### Exercise instructions
The output is the lines below from the one with "Target: tree line" through the one with "Target: rice field", both included, printed exactly and with no other line.

Stored data entries
•••••
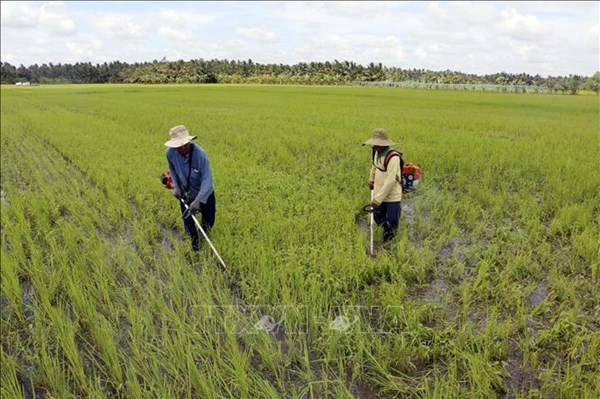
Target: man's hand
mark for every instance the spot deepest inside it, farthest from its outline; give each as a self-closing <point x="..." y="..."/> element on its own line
<point x="195" y="206"/>
<point x="177" y="192"/>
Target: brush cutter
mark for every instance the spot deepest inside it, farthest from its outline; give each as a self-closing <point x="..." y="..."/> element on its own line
<point x="371" y="222"/>
<point x="188" y="213"/>
<point x="369" y="209"/>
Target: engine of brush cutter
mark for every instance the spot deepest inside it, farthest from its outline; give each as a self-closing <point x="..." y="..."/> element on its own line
<point x="165" y="179"/>
<point x="411" y="176"/>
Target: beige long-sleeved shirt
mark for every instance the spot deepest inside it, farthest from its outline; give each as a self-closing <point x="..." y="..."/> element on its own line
<point x="387" y="186"/>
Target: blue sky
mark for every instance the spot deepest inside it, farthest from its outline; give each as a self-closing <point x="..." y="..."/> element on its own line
<point x="546" y="38"/>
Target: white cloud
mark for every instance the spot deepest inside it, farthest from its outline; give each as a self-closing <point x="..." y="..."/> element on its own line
<point x="549" y="38"/>
<point x="256" y="34"/>
<point x="173" y="33"/>
<point x="522" y="27"/>
<point x="119" y="27"/>
<point x="19" y="14"/>
<point x="83" y="50"/>
<point x="49" y="17"/>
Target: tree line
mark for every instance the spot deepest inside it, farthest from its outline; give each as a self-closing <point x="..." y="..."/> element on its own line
<point x="247" y="71"/>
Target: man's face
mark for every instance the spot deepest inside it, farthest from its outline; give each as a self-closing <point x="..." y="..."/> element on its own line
<point x="184" y="149"/>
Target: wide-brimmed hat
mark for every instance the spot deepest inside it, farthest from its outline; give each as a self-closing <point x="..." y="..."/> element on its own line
<point x="179" y="136"/>
<point x="379" y="137"/>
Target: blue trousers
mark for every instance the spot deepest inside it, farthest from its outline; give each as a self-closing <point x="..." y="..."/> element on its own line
<point x="208" y="212"/>
<point x="388" y="216"/>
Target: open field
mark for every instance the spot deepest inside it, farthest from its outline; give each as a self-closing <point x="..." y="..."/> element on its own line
<point x="491" y="289"/>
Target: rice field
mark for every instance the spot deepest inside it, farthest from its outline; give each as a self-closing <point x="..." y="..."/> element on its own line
<point x="490" y="289"/>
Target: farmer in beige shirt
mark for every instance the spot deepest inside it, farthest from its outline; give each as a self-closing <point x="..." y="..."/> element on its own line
<point x="385" y="180"/>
•••••
### Answer to this exercise
Target: tree line
mark for every instance the spot deepest inside it, farthest from its outline; give each as a self-closing <point x="..." y="..."/> element on its own line
<point x="247" y="71"/>
Target: man's face
mark for every instance the spot deepest inside it, farthest from its outline; give each as a self-closing <point x="..." y="..."/> element on its own line
<point x="184" y="149"/>
Target: wide-brimmed hat
mark for every instance the spot deepest inside it, farthest from its outline; give each as a self-closing <point x="..." y="..."/> element on its own line
<point x="179" y="136"/>
<point x="379" y="137"/>
Target: blue trousers
mark for every instance the spot deepest inside it, farthest from its outline; give each as a self-closing <point x="..." y="..."/> element on its own line
<point x="208" y="212"/>
<point x="388" y="216"/>
Target: open field
mark for every instance the spot deepest inside it, farthest from its outline; give each as a self-closing <point x="..." y="..."/> element on its own line
<point x="491" y="289"/>
Target: rice field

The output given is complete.